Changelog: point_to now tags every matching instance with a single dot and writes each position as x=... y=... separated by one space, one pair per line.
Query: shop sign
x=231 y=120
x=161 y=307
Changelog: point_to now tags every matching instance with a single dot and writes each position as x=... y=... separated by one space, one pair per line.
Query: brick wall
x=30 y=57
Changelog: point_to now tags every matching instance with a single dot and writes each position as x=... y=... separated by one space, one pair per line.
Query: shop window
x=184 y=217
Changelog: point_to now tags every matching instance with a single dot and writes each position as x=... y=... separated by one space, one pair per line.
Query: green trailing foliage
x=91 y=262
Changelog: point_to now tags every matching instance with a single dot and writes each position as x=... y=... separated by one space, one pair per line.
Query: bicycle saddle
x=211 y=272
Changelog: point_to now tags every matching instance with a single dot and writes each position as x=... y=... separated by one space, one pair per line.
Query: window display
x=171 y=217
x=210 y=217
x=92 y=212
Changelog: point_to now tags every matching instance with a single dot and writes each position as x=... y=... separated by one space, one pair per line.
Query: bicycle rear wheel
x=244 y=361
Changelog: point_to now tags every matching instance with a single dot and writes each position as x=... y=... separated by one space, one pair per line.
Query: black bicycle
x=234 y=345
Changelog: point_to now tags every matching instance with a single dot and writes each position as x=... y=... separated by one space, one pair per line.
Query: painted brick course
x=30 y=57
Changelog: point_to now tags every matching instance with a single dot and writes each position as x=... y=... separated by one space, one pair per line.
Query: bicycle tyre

-=-=-

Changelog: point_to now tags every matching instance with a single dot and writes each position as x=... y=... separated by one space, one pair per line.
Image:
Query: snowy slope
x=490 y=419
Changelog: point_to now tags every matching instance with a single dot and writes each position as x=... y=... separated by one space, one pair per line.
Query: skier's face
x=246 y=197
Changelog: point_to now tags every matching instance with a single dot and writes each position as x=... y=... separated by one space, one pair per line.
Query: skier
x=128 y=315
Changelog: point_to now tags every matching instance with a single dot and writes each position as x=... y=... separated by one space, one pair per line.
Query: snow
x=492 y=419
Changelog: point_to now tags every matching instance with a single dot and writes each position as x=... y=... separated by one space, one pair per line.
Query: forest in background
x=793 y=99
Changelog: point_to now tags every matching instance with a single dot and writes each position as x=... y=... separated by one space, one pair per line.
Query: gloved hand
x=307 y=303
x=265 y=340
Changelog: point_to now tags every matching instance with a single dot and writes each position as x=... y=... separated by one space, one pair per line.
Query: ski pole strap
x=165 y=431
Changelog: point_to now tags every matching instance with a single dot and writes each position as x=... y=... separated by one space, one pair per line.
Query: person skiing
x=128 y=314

-=-=-

Locate each line in the material above that contains the string "bicycle" and copy those lines. Case counts: uppercase and lowercase letters are not interchangeable.

[The completed task]:
Query: bicycle saddle
Query: bicycle rear wheel
Query: black bicycle
Query: bicycle tyre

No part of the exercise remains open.